Object position labeling entries:
▬▬▬▬▬▬

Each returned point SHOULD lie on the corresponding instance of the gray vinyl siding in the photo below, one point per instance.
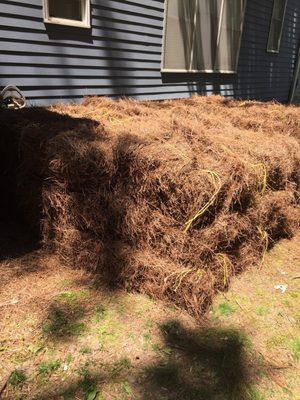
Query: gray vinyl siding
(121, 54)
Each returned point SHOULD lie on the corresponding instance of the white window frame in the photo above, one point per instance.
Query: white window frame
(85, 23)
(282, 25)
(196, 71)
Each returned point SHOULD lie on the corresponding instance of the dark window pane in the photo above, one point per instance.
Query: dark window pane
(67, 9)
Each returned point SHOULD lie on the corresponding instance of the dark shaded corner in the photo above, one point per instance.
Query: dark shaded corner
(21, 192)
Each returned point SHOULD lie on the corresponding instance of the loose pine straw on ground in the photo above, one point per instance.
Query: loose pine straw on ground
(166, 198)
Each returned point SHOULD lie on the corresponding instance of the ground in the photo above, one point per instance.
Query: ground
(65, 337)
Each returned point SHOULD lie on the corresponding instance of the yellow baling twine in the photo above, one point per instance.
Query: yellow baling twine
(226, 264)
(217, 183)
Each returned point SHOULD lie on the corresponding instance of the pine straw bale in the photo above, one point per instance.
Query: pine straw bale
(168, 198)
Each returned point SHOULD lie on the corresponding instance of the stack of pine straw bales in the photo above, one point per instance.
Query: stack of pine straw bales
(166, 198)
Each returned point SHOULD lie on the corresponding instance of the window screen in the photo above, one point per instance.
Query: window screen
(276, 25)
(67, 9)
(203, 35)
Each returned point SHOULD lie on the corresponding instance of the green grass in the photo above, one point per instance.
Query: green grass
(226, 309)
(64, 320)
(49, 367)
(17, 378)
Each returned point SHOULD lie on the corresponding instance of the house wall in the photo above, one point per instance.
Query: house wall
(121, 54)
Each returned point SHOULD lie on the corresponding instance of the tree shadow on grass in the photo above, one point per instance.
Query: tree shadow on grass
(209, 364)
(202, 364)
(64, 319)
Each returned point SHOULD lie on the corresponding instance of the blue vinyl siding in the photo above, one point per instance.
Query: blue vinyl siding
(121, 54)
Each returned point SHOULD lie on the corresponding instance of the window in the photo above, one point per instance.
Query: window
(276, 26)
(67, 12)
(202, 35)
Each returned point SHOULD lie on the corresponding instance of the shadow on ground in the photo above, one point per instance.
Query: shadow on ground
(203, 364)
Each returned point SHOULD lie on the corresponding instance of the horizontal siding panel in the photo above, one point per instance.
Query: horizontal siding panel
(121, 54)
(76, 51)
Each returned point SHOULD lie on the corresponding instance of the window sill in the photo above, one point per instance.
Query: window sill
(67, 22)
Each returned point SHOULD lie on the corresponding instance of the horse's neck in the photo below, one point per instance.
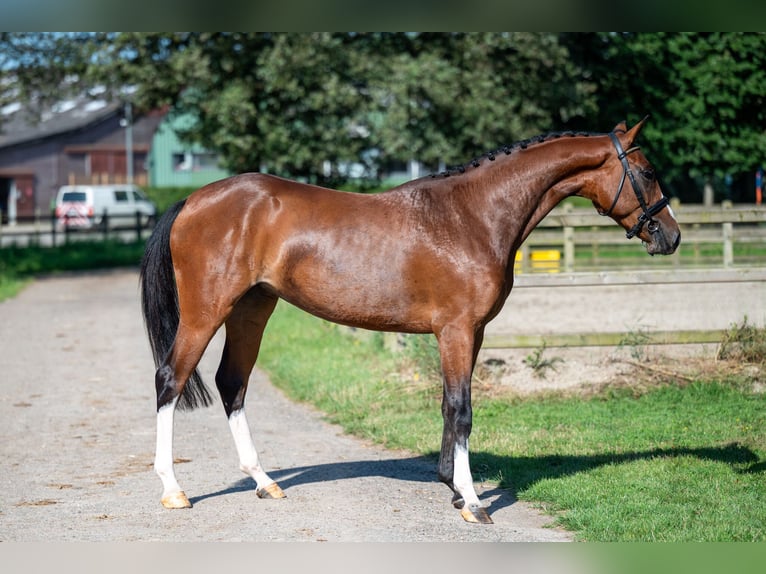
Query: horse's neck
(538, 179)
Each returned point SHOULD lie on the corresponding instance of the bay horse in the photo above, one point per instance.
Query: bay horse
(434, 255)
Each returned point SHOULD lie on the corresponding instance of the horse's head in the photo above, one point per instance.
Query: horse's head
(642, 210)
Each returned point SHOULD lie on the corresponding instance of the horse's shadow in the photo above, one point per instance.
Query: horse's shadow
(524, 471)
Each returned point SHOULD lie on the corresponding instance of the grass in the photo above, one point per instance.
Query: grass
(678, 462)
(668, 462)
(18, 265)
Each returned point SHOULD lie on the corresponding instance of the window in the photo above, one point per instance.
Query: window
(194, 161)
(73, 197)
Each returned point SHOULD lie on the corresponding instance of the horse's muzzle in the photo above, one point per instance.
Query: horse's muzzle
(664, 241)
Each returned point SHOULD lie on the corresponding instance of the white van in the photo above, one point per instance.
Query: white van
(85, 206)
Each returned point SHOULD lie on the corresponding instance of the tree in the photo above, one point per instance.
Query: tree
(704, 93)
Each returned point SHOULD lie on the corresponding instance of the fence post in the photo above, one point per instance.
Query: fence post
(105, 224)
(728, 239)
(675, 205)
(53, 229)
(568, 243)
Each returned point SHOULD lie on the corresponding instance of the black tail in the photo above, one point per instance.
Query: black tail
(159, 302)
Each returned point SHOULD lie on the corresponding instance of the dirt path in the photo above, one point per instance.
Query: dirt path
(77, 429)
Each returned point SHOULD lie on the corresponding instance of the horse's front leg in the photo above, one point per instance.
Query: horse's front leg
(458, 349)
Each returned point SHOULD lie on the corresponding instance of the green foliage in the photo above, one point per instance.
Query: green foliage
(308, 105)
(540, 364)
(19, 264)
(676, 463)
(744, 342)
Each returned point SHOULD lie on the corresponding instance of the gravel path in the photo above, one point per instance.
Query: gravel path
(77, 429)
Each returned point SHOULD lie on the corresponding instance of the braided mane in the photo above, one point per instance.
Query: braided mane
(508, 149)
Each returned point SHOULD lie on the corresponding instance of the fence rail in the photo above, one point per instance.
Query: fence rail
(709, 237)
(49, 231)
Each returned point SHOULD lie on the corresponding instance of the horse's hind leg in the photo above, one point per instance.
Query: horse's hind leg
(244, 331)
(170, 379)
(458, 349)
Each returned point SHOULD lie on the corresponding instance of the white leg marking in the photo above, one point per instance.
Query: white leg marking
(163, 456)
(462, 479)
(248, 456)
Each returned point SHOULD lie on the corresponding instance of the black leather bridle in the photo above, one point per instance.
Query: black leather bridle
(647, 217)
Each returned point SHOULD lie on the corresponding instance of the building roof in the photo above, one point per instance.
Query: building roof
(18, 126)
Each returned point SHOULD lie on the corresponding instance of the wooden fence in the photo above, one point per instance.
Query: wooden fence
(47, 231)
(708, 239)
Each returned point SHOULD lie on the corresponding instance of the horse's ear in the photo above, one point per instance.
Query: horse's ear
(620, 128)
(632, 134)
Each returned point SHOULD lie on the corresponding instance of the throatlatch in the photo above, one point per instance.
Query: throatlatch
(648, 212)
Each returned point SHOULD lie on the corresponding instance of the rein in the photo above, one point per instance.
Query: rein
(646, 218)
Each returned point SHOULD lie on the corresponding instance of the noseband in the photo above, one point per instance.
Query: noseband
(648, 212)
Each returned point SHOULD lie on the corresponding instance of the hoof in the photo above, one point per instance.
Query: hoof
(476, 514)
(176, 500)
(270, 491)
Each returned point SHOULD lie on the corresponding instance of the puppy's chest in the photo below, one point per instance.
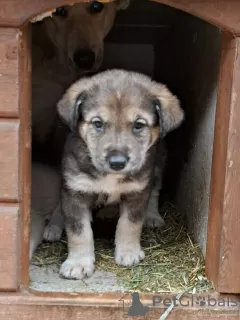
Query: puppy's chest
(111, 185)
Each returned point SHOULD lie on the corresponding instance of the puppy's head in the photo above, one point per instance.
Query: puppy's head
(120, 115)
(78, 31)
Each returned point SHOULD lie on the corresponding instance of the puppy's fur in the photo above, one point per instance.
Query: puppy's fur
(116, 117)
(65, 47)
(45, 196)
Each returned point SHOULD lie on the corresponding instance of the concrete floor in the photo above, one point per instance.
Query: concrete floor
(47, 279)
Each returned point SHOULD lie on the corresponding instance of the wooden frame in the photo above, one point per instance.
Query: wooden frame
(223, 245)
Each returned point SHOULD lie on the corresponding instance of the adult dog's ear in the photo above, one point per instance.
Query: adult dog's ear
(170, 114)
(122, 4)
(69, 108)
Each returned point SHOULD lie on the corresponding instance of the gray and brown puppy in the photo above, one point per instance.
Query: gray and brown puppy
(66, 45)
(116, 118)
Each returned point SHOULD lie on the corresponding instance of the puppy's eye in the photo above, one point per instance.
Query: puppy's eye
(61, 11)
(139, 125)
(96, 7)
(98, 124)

▬▬▬▬▬▬

» **Exercise details**
Apart from the pictures, the entries above are to be repeated in full and exactly.

» **Answer to the task**
Each returned point SHOULD lie on the corresponding instance of the gray vinyl siding in the photo below, one point per instance.
Query: gray vinyl siding
(121, 54)
Each returned point SHOULD lie on the corresponding instance of the white window frame in the photo above, one point per instance.
Query: white window frame
(85, 23)
(282, 25)
(196, 71)
Each returned point SHOULD lie on the corresponding instance of the dark window pane in the photo above, one point per instance.
Query: dark window pane
(67, 9)
Each returned point SHOULD lie on the corresponding instance of the dark shaded corner in the photo above, one point per instance.
Query: dark shaded corner
(21, 192)
Each returned point SHOULD lie on the corresponding instance of the loose pine straw on ground in the photo above, one point per instance.
Query: loose pine straw on ground
(166, 198)
Each returned point SHOULD lie on the corresponding instance of the ground in the photo above, one point per instance.
Query: ground
(65, 337)
Each returned point SHOULD lie on the corresponding instance of the yellow baling twine in the photo above, one point per instance.
Query: yellow baling twine
(226, 264)
(217, 183)
Each returned point SHOULD lie on the corresponding instance of the pine straw bale in the photo above, one point per instance.
Query: pine straw bale
(168, 198)
Each returned point SHOULD lie on the corresponding instance of the stack of pine straw bales in the photo above, one point per instance.
Query: stack of pine straw bales
(166, 198)
Each returned point SHOULD lie on the corresponding instance of the window screen in the photo above, one point per instance.
Query: window screen
(276, 25)
(67, 9)
(203, 35)
Each returned point SHOULD lie on the corresponding instance of the green grass in the photo above, one point per instance.
Query: green grass
(226, 309)
(64, 320)
(49, 367)
(17, 378)
Each returned point SHOULD lie on the corresponding instance of the house wall in the photo above, one point per instance.
Query: house wall
(121, 54)
Each returned point SHOULD lie on the corresponding instance of the tree shadow on grass in the photo above, one point per instance.
Query: tree shadow on grass
(209, 364)
(202, 364)
(64, 319)
Each returned point SHOULD lie on the corresponding instance of the blue vinyl siding in the photo above, one point per instance.
Query: blue vinyl siding
(121, 54)
Each returned point SHOULD lie on the corresponding instance of the window in the photo above, one point per instance.
Query: window
(276, 26)
(67, 12)
(202, 35)
Each returned point SHOULD lie on the corresponding instance of the shadow on ground in the photo above, one point per instance.
Query: shadow on ground
(203, 364)
Each returned point SHOULD lie on the corresponding instance of the horizontal siding panel in the photo above, one point per instance.
Query: horizontal siding panel
(121, 54)
(76, 51)
Each returned point SHOULD lie on the corresponding instance of the window sill in the photo above, one point per instance.
Query: window sill
(67, 22)
Each returned point SHOULD lie on the corresponding instance of the horse's neck in the photo below, one point per instance.
Query: horse's neck
(538, 179)
Each returned point SHOULD lie on the corresponding instance of the bay horse in the photo above, one point per instance.
Query: bay horse
(434, 255)
Each returned point SHOULD lie on the corresponding instance of the horse's head in the photo above, one point per instance.
Query: horse's head
(642, 210)
Each returned point SHOULD lie on the corresponding instance of the horse's shadow in the photo above, one point per instance.
Query: horse's shadow
(524, 471)
Each returned point SHOULD lie on the corresponding instance of the grass in the photo above, one point per instance.
Query: grass
(678, 462)
(668, 462)
(18, 265)
Each returned point SHOULD lie on the corresponding instance of the window in the photo above, one point per instance.
Query: window
(194, 161)
(73, 197)
Each returned point SHOULD lie on the corresponding instance of the horse's muzzle in the photo above, one point per instance.
Query: horse's muzzle
(664, 241)
Each returned point SHOULD lie on the corresponding instance of the white van in the photo above, one point per instance.
Query: white van
(85, 206)
Each returned point SHOULD lie on the corresponding instance of the tree in the photo above, one point per instance.
Query: tree
(704, 93)
Each returned point SHOULD lie on the corresponding instance of the fence post in the photo above, one point per instance.
Query: fence post
(105, 224)
(728, 239)
(675, 205)
(53, 229)
(568, 243)
Each returned point SHOULD lie on the corresponding instance of the black tail in the photo above, one point per instance.
Query: black tail
(159, 302)
Each returned point SHOULD lie on the corresponding instance of the dirt path in the photo above, one point per instance.
Query: dirt path
(77, 429)
Each returned point SHOULD lie on the corresponding instance of the horse's front leg in the photo above, one point per instance.
Query: horse's front leg
(458, 349)
Each returned point SHOULD lie on the corresponding instance of the green foliage in the photo above, one point per instance.
Query: green foliage
(308, 105)
(540, 364)
(19, 264)
(676, 463)
(744, 342)
Each returned point SHOULD lie on the corresponding instance of the gravel path in the photo above, one point per instance.
Query: gravel path
(77, 429)
Each returned point SHOULD lie on the corresponding instance of the braided mane in the photo above, one point per instance.
Query: braided mane
(508, 149)
Each returned point SHOULD lie on the corresponding instance of the fence rail in the photo above, one point per instance.
Query: fence rail
(709, 237)
(49, 231)
Each returned point SHOULD lie on the corresponding instance of the horse's hind leg in the photo above, one point per instance.
Query: horse's hind leg
(244, 331)
(170, 379)
(458, 349)
Each returned point SHOULD lie on the corresponding instance of the white leg marking in the photo above, one point per instance.
Query: white leg marking
(163, 456)
(462, 479)
(248, 456)
Each returned point SHOULD lie on the corresponding instance of the black leather bridle in the photo above, one point per instance.
Query: black leather bridle
(647, 217)
Each returned point SHOULD lie on the corresponding instance of the building roof in the photo above, one point per instance.
Query: building roof
(18, 126)
Each returned point SHOULD lie on the corresponding instance of the wooden fence in the photo above, one point per instance.
Query: wooden fence
(47, 231)
(708, 239)
Each returned point SHOULD lie on the corresponding instance of the horse's ear in the photo above, one point per instance.
Query: horse's ear
(620, 128)
(632, 134)
Each returned point SHOULD lie on the corresponding instance of the throatlatch in the photo above, one point per instance.
Query: throatlatch
(648, 212)
Each returned point SHOULD lie on the corresponding instance of the rein in the photo above, one point per instance.
Query: rein
(646, 218)
Each returned point SHOULD lie on the corresponding instance of the noseband in the photo above, one point per instance.
Query: noseband
(648, 212)
Each returned point SHOULD lie on the corresponding instance of the hoof in the photo above, one point per instance.
Query: hoof
(476, 514)
(176, 500)
(270, 491)
Each returned point SHOULD lie on the corresponding instance of the puppy's chest in the photo below, one point per instance.
Query: puppy's chest
(111, 185)
Each returned point SHOULD lie on the corresponding instance of the puppy's head in the photo above, one point per instance.
Query: puppy's head
(120, 115)
(78, 31)
Each returned point SHOULD lie on the corresponding instance of the puppy's fur in the photo above, one point per instance.
Query: puppy's fur
(116, 117)
(65, 47)
(45, 196)
Each returned point SHOULD lie on the corresponding instance of the concrete floor in the photo above, one point per instance.
Query: concrete floor
(47, 279)
Each returned point SHOULD lie on the corresponding instance of the wooden frame in the photo above, one point per instance.
Query: wooden frame
(223, 245)
Each returned point SHOULD lie on the corresponding instance of the adult dog's ear in the photo above, one point per instance.
Query: adult dog's ear
(170, 114)
(122, 4)
(69, 108)
Each returned point SHOULD lie on the corresponding instance of the gray and brown puppy in the photo above, one point per instance.
Query: gray and brown puppy
(66, 45)
(116, 118)
Each returned point SHOULD lie on the corresponding instance of the puppy's eye in the photo above, one point per instance.
Query: puppy's eye
(61, 11)
(139, 125)
(96, 7)
(98, 124)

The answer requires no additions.